*SOURCE EXTRACT:*
•••••
Ruined fortress in Azerbaijan

Chirag Gala (Çıraqqala), also spelled Çiraq Qala or Çirax Qala, which means lamp castle in Azerbaijani is a ruined ancient fortress overlooking the Caspian coastal plains north of Baku in Azerbaijan. It is located on the top of a mountain, in the Guba Forest. It was constructed by the Sassanid Persians in the 5th century, it was used as a defense for the khanate of Quba in the 18th century.

Today the Chirag Gala is a historic site and is frequently visited by tourists. Because of the large rocks and rough road, the Chirag Gala is almost impossible to reach with any vehicle. Most tourists and people travel by foot to the top of the mountain.
•••••
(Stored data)
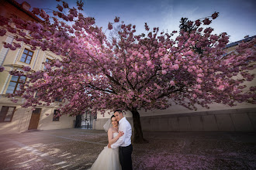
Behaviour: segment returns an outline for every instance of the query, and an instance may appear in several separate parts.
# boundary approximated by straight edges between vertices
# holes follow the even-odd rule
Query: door
[[[30,123],[29,123],[29,129],[37,129],[38,122],[40,118],[41,110],[42,109],[40,109],[40,108],[36,108],[36,110],[33,110],[32,114],[31,114],[31,119],[30,119]]]

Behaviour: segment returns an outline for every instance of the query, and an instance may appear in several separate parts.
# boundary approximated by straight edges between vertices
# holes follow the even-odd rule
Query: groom
[[[123,135],[121,136],[116,143],[108,144],[109,148],[116,148],[119,147],[119,160],[122,166],[122,170],[131,170],[132,165],[132,151],[133,145],[131,144],[132,127],[130,124],[123,117],[122,110],[116,110],[114,111],[114,115],[119,122],[119,131],[123,131]]]

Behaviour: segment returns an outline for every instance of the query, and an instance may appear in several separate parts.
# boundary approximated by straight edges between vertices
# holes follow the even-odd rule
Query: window
[[[29,51],[27,49],[25,49],[20,61],[23,62],[23,63],[28,63],[28,64],[30,64],[30,62],[31,62],[32,56],[33,56],[33,53],[34,53],[33,52]]]
[[[0,112],[0,122],[11,122],[16,107],[2,107]]]
[[[58,110],[54,110],[54,117],[53,117],[53,121],[60,121],[60,117],[57,115],[59,113]]]
[[[10,83],[6,90],[6,94],[14,94],[19,90],[19,86],[26,81],[26,76],[12,76]]]

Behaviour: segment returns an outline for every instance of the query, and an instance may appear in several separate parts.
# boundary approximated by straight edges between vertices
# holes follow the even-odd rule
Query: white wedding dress
[[[113,138],[118,133],[113,133]],[[121,170],[119,162],[119,148],[109,148],[108,146],[100,152],[96,161],[88,170]]]

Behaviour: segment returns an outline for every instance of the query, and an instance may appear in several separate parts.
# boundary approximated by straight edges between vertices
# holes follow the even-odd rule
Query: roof
[[[232,42],[232,43],[227,44],[227,45],[225,46],[225,49],[227,49],[227,48],[230,48],[230,47],[231,47],[231,46],[237,46],[237,45],[238,45],[240,42],[248,42],[248,41],[251,41],[251,40],[253,39],[254,38],[256,38],[256,36],[251,36],[251,37],[247,37],[247,38],[245,38],[245,39],[241,39],[241,40],[240,40],[240,41],[237,41],[237,42]]]
[[[40,19],[40,18],[38,18],[36,15],[34,15],[31,12],[25,9],[22,7],[22,5],[21,4],[19,4],[16,1],[15,1],[15,0],[6,0],[6,2],[9,2],[10,4],[12,4],[13,6],[16,7],[19,10],[22,11],[23,12],[25,12],[26,14],[27,14],[29,16],[30,16],[31,18],[33,18],[36,21],[37,21],[39,22],[43,22],[42,19]]]

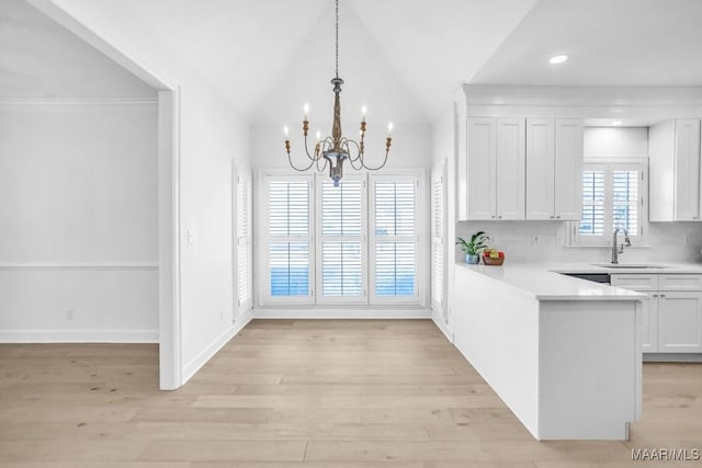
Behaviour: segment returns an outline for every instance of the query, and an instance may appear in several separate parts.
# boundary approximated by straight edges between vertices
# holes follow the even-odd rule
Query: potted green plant
[[[475,265],[480,261],[480,252],[487,248],[489,241],[490,238],[485,231],[477,231],[471,236],[469,241],[460,237],[456,246],[461,246],[461,250],[465,253],[465,263]]]

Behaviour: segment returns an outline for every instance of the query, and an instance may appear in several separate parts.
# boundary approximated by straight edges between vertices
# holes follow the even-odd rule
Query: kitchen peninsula
[[[537,440],[626,440],[643,294],[536,265],[455,265],[454,344]]]

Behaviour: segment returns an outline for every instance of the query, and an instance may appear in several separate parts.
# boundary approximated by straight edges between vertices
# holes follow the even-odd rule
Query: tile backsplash
[[[490,237],[490,247],[503,250],[511,262],[609,262],[611,247],[568,247],[570,222],[556,221],[458,221],[456,236],[469,238],[478,230]],[[621,263],[702,263],[702,222],[650,222],[646,246],[630,247]],[[456,261],[464,254],[455,247]]]

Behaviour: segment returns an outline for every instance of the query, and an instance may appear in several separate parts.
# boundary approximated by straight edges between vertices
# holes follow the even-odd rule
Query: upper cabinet
[[[648,130],[648,219],[700,220],[700,119],[678,118],[652,126]]]
[[[524,219],[524,119],[467,119],[465,219]]]
[[[582,124],[468,117],[461,219],[580,219]]]
[[[580,220],[582,123],[526,119],[526,219]]]

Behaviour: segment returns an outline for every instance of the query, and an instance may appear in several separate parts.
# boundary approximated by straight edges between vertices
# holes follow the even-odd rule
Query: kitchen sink
[[[632,269],[632,270],[657,270],[669,269],[666,265],[643,265],[643,264],[625,264],[625,263],[592,263],[593,266],[602,266],[604,269]]]

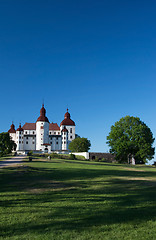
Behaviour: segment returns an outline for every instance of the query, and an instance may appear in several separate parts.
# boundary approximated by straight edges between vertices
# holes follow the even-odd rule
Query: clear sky
[[[155,0],[1,0],[0,132],[68,106],[91,151],[138,116],[156,136]]]

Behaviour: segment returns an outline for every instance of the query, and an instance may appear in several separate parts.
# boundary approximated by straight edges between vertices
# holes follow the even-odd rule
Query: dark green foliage
[[[69,150],[71,152],[88,152],[90,149],[91,143],[87,138],[75,138],[69,144]]]
[[[16,143],[11,140],[9,133],[0,133],[0,156],[4,156],[16,149]]]
[[[120,162],[127,162],[129,156],[134,156],[136,163],[152,159],[155,149],[153,134],[147,125],[137,117],[126,116],[111,127],[107,143],[110,152],[115,154]]]

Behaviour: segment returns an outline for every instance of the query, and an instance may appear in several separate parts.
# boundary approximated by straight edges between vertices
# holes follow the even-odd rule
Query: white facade
[[[75,123],[70,119],[68,109],[64,117],[60,127],[50,123],[43,105],[36,123],[25,123],[17,130],[12,124],[8,132],[17,145],[16,151],[68,151],[69,143],[75,139]]]

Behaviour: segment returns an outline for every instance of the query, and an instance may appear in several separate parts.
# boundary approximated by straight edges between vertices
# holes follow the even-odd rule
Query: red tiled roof
[[[64,120],[61,122],[60,126],[61,125],[75,126],[75,122],[70,119],[70,113],[68,112],[68,108],[67,108],[67,112],[64,115]]]
[[[16,131],[23,131],[23,128],[21,128],[21,124],[19,125],[19,128],[17,128]]]
[[[67,128],[64,127],[64,128],[62,129],[62,132],[68,132]]]
[[[36,123],[25,123],[22,128],[24,130],[36,130]]]
[[[53,130],[53,131],[60,131],[59,126],[57,125],[57,123],[50,123],[49,124],[49,131]]]
[[[11,124],[11,127],[10,127],[8,133],[16,133],[15,125],[14,125],[14,124]]]
[[[70,118],[65,118],[61,124],[61,125],[66,125],[66,126],[75,126],[75,122],[73,120],[71,120]]]
[[[42,108],[40,110],[40,116],[37,119],[37,122],[49,122],[48,118],[46,117],[46,110],[44,108],[44,104],[42,104]]]

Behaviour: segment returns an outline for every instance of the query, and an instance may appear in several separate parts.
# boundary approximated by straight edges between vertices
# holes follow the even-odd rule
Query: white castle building
[[[43,104],[36,123],[25,123],[22,127],[20,124],[17,130],[12,124],[8,132],[17,145],[17,152],[68,151],[69,143],[75,139],[75,122],[67,109],[60,127],[57,123],[50,123]]]

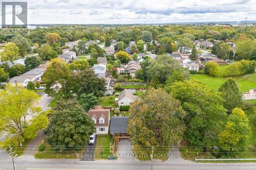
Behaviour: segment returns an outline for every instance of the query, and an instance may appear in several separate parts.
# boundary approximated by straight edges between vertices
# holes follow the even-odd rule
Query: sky
[[[256,0],[20,1],[28,2],[29,24],[126,24],[241,21],[245,20],[246,17],[249,20],[256,20]],[[7,9],[7,16],[10,16],[11,15],[8,15],[11,13],[11,8],[8,9]],[[21,8],[17,7],[16,13],[19,11],[21,11]]]

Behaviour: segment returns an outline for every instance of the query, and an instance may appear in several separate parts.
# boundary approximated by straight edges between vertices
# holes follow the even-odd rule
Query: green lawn
[[[115,96],[114,95],[104,96],[99,98],[98,105],[103,107],[111,106],[115,104]]]
[[[108,159],[110,152],[110,136],[98,135],[94,154],[95,159]]]
[[[142,88],[145,89],[146,88],[146,86],[143,85],[127,85],[127,86],[122,86],[123,88],[134,88],[136,90],[140,89]]]
[[[249,91],[256,87],[256,74],[232,77],[240,86],[242,92]],[[208,75],[190,75],[191,79],[198,80],[207,86],[217,90],[228,77],[214,77]]]

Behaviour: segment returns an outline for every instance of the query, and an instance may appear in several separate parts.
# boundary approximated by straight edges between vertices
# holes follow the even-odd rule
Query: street
[[[12,167],[10,156],[0,160],[0,166]],[[147,170],[151,167],[150,161],[138,160],[98,160],[82,161],[78,160],[38,159],[33,157],[23,156],[16,160],[16,168],[26,169],[111,169]],[[153,169],[255,169],[256,163],[202,163],[195,162],[176,163],[154,162]]]

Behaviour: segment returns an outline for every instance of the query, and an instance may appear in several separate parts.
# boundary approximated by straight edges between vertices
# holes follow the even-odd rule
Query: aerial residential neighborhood
[[[231,1],[19,4],[0,169],[256,169],[255,4]]]

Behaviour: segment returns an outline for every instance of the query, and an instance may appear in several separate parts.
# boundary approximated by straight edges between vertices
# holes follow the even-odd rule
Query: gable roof
[[[106,63],[106,57],[98,57],[97,58],[98,63]]]
[[[128,117],[112,117],[110,119],[110,133],[127,133]]]
[[[100,106],[96,106],[94,109],[91,109],[88,111],[88,115],[91,118],[96,119],[95,126],[109,126],[109,113],[110,109],[102,109]],[[99,119],[103,118],[105,120],[104,124],[100,124]]]

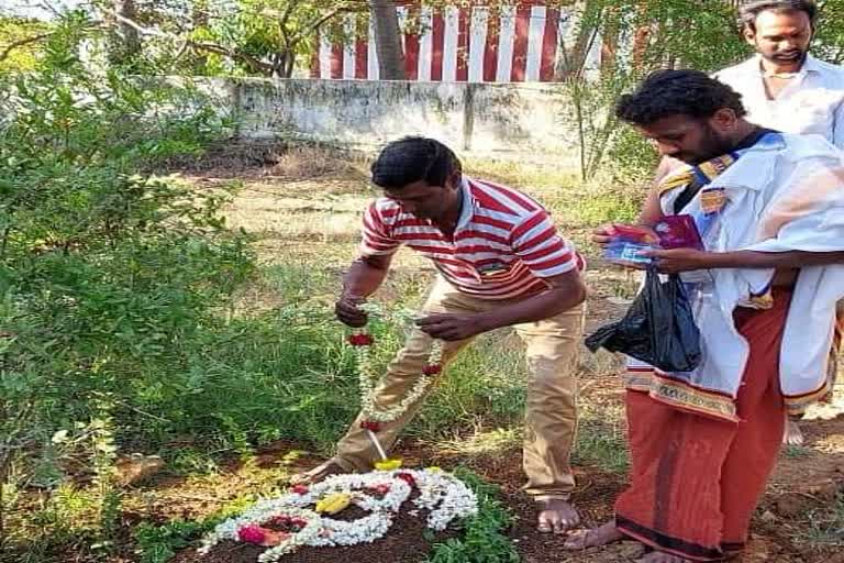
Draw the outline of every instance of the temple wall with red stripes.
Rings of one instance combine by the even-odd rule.
[[[402,35],[407,78],[420,81],[524,82],[553,81],[557,49],[573,33],[571,14],[541,1],[490,9],[485,5],[434,10],[407,2],[398,8],[400,22],[413,21]],[[348,15],[346,25],[354,26]],[[404,25],[402,25],[404,29]],[[599,64],[593,48],[587,67]],[[320,40],[311,77],[378,79],[374,32],[351,44]]]

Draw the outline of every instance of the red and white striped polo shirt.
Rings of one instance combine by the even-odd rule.
[[[459,291],[486,299],[543,291],[548,285],[542,278],[582,267],[538,202],[512,188],[465,176],[453,241],[392,199],[369,206],[360,253],[392,254],[402,244],[431,258]]]

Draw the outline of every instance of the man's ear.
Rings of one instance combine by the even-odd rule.
[[[446,187],[449,189],[457,189],[463,184],[463,174],[459,172],[453,172],[451,176],[445,180]]]
[[[738,115],[730,108],[721,108],[709,118],[709,122],[718,131],[731,131],[738,123]]]

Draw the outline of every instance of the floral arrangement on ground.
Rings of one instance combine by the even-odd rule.
[[[202,541],[199,554],[232,542],[264,548],[258,563],[281,560],[300,548],[371,543],[389,532],[399,512],[424,518],[443,531],[475,516],[475,493],[437,467],[334,475],[311,486],[258,500],[240,516],[219,523]]]

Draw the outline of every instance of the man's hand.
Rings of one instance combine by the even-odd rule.
[[[342,323],[355,329],[366,325],[366,323],[369,321],[369,318],[357,307],[364,301],[366,301],[366,299],[363,297],[353,295],[341,296],[337,302],[334,305],[334,312],[336,313],[337,319]]]
[[[613,231],[614,227],[612,223],[602,224],[601,227],[596,228],[592,231],[592,242],[601,247],[607,246],[610,244],[610,241],[612,241]]]
[[[654,258],[656,269],[662,274],[678,274],[712,267],[712,253],[695,249],[652,250],[644,251],[642,254]]]
[[[645,244],[654,244],[659,241],[653,229],[641,224],[608,223],[592,231],[592,242],[601,247],[607,246],[613,239],[620,238]]]
[[[449,342],[468,339],[496,328],[479,313],[433,313],[418,319],[417,324],[432,338]]]

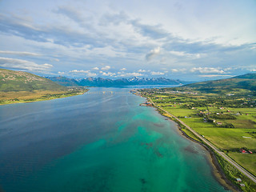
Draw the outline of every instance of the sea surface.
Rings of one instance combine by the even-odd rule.
[[[0,106],[0,191],[226,191],[208,153],[130,88]]]

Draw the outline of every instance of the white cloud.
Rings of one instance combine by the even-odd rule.
[[[199,58],[202,55],[205,55],[205,54],[189,54],[189,53],[186,53],[184,51],[175,51],[175,50],[170,51],[170,53],[171,54],[179,56],[179,57],[190,57],[190,58]]]
[[[104,76],[110,76],[110,77],[115,76],[115,73],[111,73],[111,72],[107,72],[107,73],[102,72],[102,74]]]
[[[52,62],[59,62],[58,58],[51,58],[50,61]]]
[[[151,74],[152,74],[152,75],[163,75],[163,74],[165,74],[165,73],[159,72],[159,71],[158,71],[158,72],[152,71],[152,72],[151,72]]]
[[[17,70],[27,70],[30,71],[49,71],[53,67],[50,64],[37,64],[23,59],[0,58],[0,66]]]
[[[10,51],[10,50],[0,50],[0,54],[15,54],[15,55],[21,55],[21,56],[41,56],[40,54],[35,54],[31,52],[26,52],[26,51]]]
[[[199,72],[200,74],[226,74],[223,70],[214,67],[194,67],[190,72]]]
[[[65,72],[58,71],[58,74],[60,74],[60,75],[63,75],[63,74],[65,74]]]
[[[160,46],[151,50],[150,53],[146,55],[146,59],[150,61],[154,56],[160,54]]]
[[[110,70],[111,68],[111,66],[103,66],[101,70]]]
[[[146,70],[138,70],[138,72],[140,72],[140,73],[145,73]]]
[[[185,72],[186,69],[171,69],[171,72],[173,73],[178,73],[178,72]]]

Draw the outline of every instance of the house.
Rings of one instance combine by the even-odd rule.
[[[244,149],[240,149],[240,152],[242,154],[247,154],[246,150],[245,150]]]

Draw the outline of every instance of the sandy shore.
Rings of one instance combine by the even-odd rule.
[[[159,112],[159,110],[158,110],[158,108],[154,107],[155,110],[161,114],[161,113]],[[161,114],[162,115],[162,114]],[[165,118],[167,118],[164,115],[162,115]],[[167,119],[169,121],[172,121],[171,119],[170,119],[170,118],[167,118]],[[234,186],[225,175],[223,170],[222,170],[222,167],[220,166],[220,165],[218,162],[218,160],[216,158],[215,154],[213,153],[213,151],[209,149],[209,147],[206,145],[204,145],[203,143],[194,140],[194,138],[190,138],[189,135],[187,135],[182,130],[182,128],[179,126],[179,125],[174,122],[174,122],[175,122],[177,124],[177,132],[182,135],[182,137],[190,139],[190,141],[193,141],[198,144],[199,144],[201,146],[201,147],[206,149],[209,153],[208,153],[208,162],[210,164],[211,167],[212,167],[212,174],[214,176],[214,178],[217,179],[217,181],[225,187],[225,189],[229,190],[232,190],[232,191],[240,191],[240,190]]]

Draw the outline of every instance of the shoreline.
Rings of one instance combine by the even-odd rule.
[[[145,98],[145,97],[143,97],[143,98],[146,99],[148,99],[147,98]],[[200,142],[194,139],[193,138],[190,137],[186,133],[185,133],[182,130],[182,127],[180,126],[178,122],[172,120],[170,117],[166,117],[166,116],[163,115],[162,114],[161,114],[160,109],[158,109],[157,106],[153,105],[152,107],[154,107],[155,109],[155,110],[157,110],[158,113],[159,114],[161,114],[162,117],[167,118],[167,119],[169,121],[172,121],[172,122],[175,122],[177,125],[177,130],[178,130],[177,132],[178,134],[180,134],[181,136],[182,136],[182,137],[184,137],[192,142],[194,142],[195,143],[199,144],[201,147],[203,147],[205,150],[206,150],[208,151],[207,162],[209,162],[209,164],[210,165],[210,166],[212,168],[211,169],[212,174],[216,178],[216,180],[219,182],[219,184],[224,187],[224,189],[232,190],[232,191],[241,191],[241,190],[239,188],[238,188],[234,184],[232,183],[232,182],[229,178],[227,178],[227,177],[226,176],[224,171],[222,170],[220,164],[218,163],[218,162],[217,160],[216,155],[212,151],[212,150],[210,149],[209,146],[207,146],[204,143]]]
[[[172,121],[171,119],[169,119],[169,120]],[[174,122],[174,121],[172,121],[172,122]],[[209,162],[209,164],[210,164],[210,166],[212,167],[212,174],[214,176],[214,178],[217,179],[217,181],[222,186],[224,186],[225,189],[230,190],[232,191],[240,191],[240,190],[236,186],[234,186],[230,179],[228,179],[226,178],[221,166],[218,162],[218,160],[217,160],[217,158],[216,158],[214,153],[213,153],[213,151],[205,144],[203,144],[203,143],[194,139],[193,138],[190,137],[189,135],[187,135],[181,129],[179,125],[177,122],[175,122],[175,123],[177,124],[177,128],[179,130],[179,133],[181,134],[182,136],[183,136],[184,138],[186,138],[194,142],[199,144],[202,147],[203,147],[205,150],[206,150],[208,151],[208,158],[209,158],[208,162]]]
[[[35,95],[33,97],[33,94],[28,95],[30,96],[30,98],[27,99],[24,97],[20,96],[21,98],[18,100],[15,100],[14,98],[8,99],[5,101],[4,102],[0,102],[0,106],[6,106],[6,105],[10,105],[10,104],[18,104],[18,103],[30,103],[30,102],[43,102],[43,101],[50,101],[50,100],[54,100],[54,99],[58,99],[58,98],[69,98],[69,97],[73,97],[73,96],[77,96],[77,95],[81,95],[87,92],[89,90],[85,90],[85,91],[80,91],[80,92],[52,92],[52,93],[43,93],[39,95]],[[26,91],[22,91],[22,94],[26,93]],[[24,93],[23,93],[24,92]],[[50,96],[47,97],[47,94],[51,94]],[[32,98],[30,98],[32,97]],[[0,99],[1,100],[1,99]]]

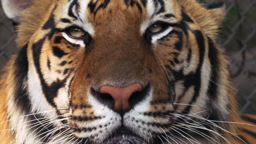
•••••
*WORK TASK 1:*
Transcribe the passage of the Chirag Gala text starting with "Ruined fortress in" and going on through "of the mountain.".
*WORK TASK 2:*
Go on with the text about Chirag Gala from the point where it stops.

*EXERCISE ANSWER 1:*
Ruined fortress in Azerbaijan

Chirag Gala (Çıraqqala), also spelled Çiraq Qala or Çirax Qala, which means lamp castle in Azerbaijani is a ruined ancient fortress overlooking the Caspian coastal plains north of Baku in Azerbaijan. It is located on the top of a mountain, in the Guba Forest. It was constructed by the Sassanid Persians in the 5th century, it was used as a defense for the khanate of Quba in the 18th century.

Today the Chirag Gala is a historic site and is frequently visited by tourists. Because of the large rocks and rough road, the Chirag Gala is almost impossible to reach with any vehicle. Most tourists and people travel by foot to the top of the mountain.

*EXERCISE ANSWER 2:*
== History ==
Chirag gala was built in 4–5th century AD and its function is stated as a lookout post. The location allows to easily warn if sudden enemy invasion occurs by lighting the torches. That is why it is called "Chirag Gala" which means "lamp fortress". Chirag gala was part of the Gilgichay defensive system, which also included Baku and Derbent fortresses. Chirag gala has stopped its defensive functions in the 18th century. In the middle of the 20th century, the fortress was partially renovated.

== Building plan ==
One of the main advantages of Chirag gala is the terrain. Fortress has a form of an irregular rectangle. In the north east of fortress deep cliffs adjoin the main complex.

The fortress consists of 17 towers—1 big and 16 small towers. The towers allow the observation of the surroundings for a few tens kilometers.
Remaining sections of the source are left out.